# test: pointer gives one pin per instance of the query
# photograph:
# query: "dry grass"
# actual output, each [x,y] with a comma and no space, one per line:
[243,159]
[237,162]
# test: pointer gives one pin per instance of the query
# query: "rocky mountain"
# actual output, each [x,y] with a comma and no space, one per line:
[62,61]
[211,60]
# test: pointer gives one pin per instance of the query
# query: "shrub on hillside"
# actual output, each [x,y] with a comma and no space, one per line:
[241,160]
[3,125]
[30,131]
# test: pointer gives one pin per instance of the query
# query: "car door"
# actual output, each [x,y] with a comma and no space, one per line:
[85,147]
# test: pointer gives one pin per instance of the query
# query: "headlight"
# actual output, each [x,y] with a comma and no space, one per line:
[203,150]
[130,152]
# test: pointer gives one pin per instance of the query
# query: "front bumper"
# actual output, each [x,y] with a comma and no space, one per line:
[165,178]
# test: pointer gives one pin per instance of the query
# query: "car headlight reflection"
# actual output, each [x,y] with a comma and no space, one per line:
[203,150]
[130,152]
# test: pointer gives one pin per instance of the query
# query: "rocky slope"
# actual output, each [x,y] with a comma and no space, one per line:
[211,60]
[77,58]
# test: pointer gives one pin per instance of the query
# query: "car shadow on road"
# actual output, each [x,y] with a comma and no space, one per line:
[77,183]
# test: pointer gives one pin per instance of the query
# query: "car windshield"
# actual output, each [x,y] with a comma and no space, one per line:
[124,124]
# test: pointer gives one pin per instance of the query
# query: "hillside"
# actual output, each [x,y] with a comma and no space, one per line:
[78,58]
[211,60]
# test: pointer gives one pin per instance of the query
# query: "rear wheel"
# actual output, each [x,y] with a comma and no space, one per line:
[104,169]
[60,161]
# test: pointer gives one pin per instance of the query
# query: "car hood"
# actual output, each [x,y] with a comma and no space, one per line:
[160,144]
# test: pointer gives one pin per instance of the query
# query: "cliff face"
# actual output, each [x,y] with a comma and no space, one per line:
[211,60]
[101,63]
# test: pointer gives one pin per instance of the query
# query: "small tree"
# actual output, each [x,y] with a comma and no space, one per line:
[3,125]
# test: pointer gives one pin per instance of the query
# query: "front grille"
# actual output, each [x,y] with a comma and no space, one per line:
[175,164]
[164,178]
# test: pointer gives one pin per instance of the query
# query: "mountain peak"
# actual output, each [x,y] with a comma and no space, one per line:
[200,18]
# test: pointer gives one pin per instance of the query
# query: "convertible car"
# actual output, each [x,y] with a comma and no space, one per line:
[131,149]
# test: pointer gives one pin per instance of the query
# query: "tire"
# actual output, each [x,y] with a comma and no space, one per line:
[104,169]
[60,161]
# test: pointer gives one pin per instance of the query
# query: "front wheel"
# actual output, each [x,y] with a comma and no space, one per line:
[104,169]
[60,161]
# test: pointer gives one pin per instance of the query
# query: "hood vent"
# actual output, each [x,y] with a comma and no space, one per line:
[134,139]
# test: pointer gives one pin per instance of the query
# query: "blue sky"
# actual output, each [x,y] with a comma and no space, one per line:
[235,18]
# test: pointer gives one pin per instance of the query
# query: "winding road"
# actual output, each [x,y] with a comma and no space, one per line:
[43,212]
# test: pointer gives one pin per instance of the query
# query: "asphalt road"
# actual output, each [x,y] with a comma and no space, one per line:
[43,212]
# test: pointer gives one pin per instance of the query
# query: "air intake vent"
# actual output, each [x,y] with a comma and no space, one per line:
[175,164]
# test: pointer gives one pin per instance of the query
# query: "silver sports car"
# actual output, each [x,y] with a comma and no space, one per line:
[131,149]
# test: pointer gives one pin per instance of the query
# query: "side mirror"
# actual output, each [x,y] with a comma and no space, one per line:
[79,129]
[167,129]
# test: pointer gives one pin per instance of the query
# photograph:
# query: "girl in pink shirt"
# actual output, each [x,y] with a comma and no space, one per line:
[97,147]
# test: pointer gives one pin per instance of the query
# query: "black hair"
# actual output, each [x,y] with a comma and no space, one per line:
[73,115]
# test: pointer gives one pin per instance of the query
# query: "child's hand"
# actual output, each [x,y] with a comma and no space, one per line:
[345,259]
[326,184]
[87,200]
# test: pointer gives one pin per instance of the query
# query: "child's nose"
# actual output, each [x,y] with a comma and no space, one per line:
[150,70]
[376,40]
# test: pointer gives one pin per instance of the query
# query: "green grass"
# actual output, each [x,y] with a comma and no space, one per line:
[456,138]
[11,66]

########################################

◆ What you have to do: Write out the entire listing exactly.

◆ Result of this task:
# test: pointer gives one pin per instance of the query
# photograph:
# query: "dry grass"
# actual output, each [x,y] with a comma and no space, one per line:
[243,159]
[237,162]
# test: pointer gives one pin per instance of the query
# query: "rocky mountain"
# actual output, each [x,y] with a comma and no space, one per line:
[62,61]
[211,60]
# test: pointer gives one pin per instance of the query
# query: "shrub on hillside"
# actual output, each [x,y] with a comma and no space, one per line:
[241,160]
[3,125]
[30,131]
# test: pointer gives one pin per instance of the query
# query: "car door"
# actual output, each [x,y] with a comma and no space, one per line:
[85,147]
# test: pointer gives one pin per instance of the query
# query: "headlight"
# actual output, each [x,y] with a comma and no space, one per line:
[203,150]
[130,152]
# test: pointer gives one pin per instance of the query
# query: "front bumper"
# actual output, each [x,y] with a comma and no space, one per line:
[165,178]
# test: pointer gives one pin per instance of the query
# query: "car headlight reflection"
# actual output, each [x,y] with a comma and no space, one per line:
[203,150]
[130,152]
# test: pointer gives one pin per instance of the query
# query: "rocky slope"
# actual output, each [x,y] with a comma and no space, one per line:
[211,60]
[77,58]
# test: pointer gives one pin per instance of the query
# query: "car shadow on road"
# actual output, each [x,y] with a comma and no space, one per line:
[77,183]
# test: pointer gives one pin per instance of the query
# query: "car windshield"
# actual output, each [x,y] with a comma and no space, one per line:
[124,124]
# test: pointer gives one pin per instance of the query
# query: "hillside"
# actual output, each [x,y] with a comma and no space, one per line:
[78,58]
[211,60]
# test: pointer gives one pin per instance of the query
# query: "rear wheel"
# actual output, each [x,y] with a comma and no space, one per line:
[104,169]
[60,161]
# test: pointer gives one pin per instance of the query
# query: "car hood"
# actual output, each [x,y] with a comma and no space, one per line:
[160,144]
# test: pointer gives one pin per instance of the query
# query: "cliff face"
# actual output, each [x,y] with a comma and no space, one per line:
[211,60]
[101,63]
# test: pointer gives one pin per instance of the query
# query: "small tree"
# actual output, each [x,y] with a comma and no space, one per line:
[3,125]
# test: pointer gives one pin per instance of the query
# query: "front grille"
# actual output, each [x,y] with a comma and no space, one per line:
[175,164]
[164,178]
# test: pointer gives one pin per instance of the query
# query: "mountain peak"
# actual output, each [x,y] with a comma and no space, one per line:
[200,18]
# test: pointer gives one pin per instance of the query
# query: "convertible car"
# actual output, each [x,y] with a comma and no space, one per line:
[131,149]
# test: pointer gives one pin per instance of the query
# query: "tire"
# actual output, each [x,y] with a comma and no space, one per line:
[104,169]
[60,161]
# test: pointer gives one pin per instance of the query
# query: "front wheel"
# actual output, each [x,y] with a comma and no space, one per line:
[104,169]
[60,161]
# test: pointer gives one pin per instance of the query
# query: "hood vent"
# actual output, each [x,y] with a comma and no space, one per line:
[134,139]
# test: pointer gives one pin per instance of the query
# query: "blue sky"
# actual output, each [x,y] with a comma and no space, one per line:
[235,18]
# test: pointer gives one pin per instance of the query
# query: "winding road"
# actual output, each [x,y] with a comma and no space, one per line:
[43,212]
# test: pointer gives one pin per instance of the query
# query: "asphalt road"
# actual output, each [x,y] with a comma and no space, one per line:
[43,212]
# test: pointer gives one pin per instance of the query
# query: "air intake vent"
# actual output, each [x,y] with a comma and no space, one per line:
[175,164]
# test: pointer gives one pin per instance of the query
# query: "silver sports car"
# actual output, each [x,y] with a comma and no space, one per line:
[131,149]
# test: pointer gives one pin per instance of the query
# query: "side mirror"
# actual output, each [x,y] with a comma and no space, one per line:
[79,129]
[167,129]
# test: pointer gives one pin per instance of the query
# photograph:
# query: "girl in pink shirt"
# actual output, each [x,y] with a comma and no space, one per line:
[97,147]
# test: pointer gives one pin per instance of the query
# query: "black hair"
# actual output, each [x,y] with a comma and no space, one per line:
[73,115]
# test: pointer gives one pin per instance of the query
# query: "child's hand"
# actual output, each [x,y] with a comma and no space, one per line:
[345,259]
[326,184]
[87,200]
# test: pointer gives one pin per instance of the query
# query: "child's nose"
# actual output, each [x,y] with a comma and no space, one per line:
[150,70]
[376,40]
# test: pointer gives one pin per instance of the query
# query: "green grass"
# actual output, each [x,y] with a comma and no space, one per line:
[456,138]
[11,66]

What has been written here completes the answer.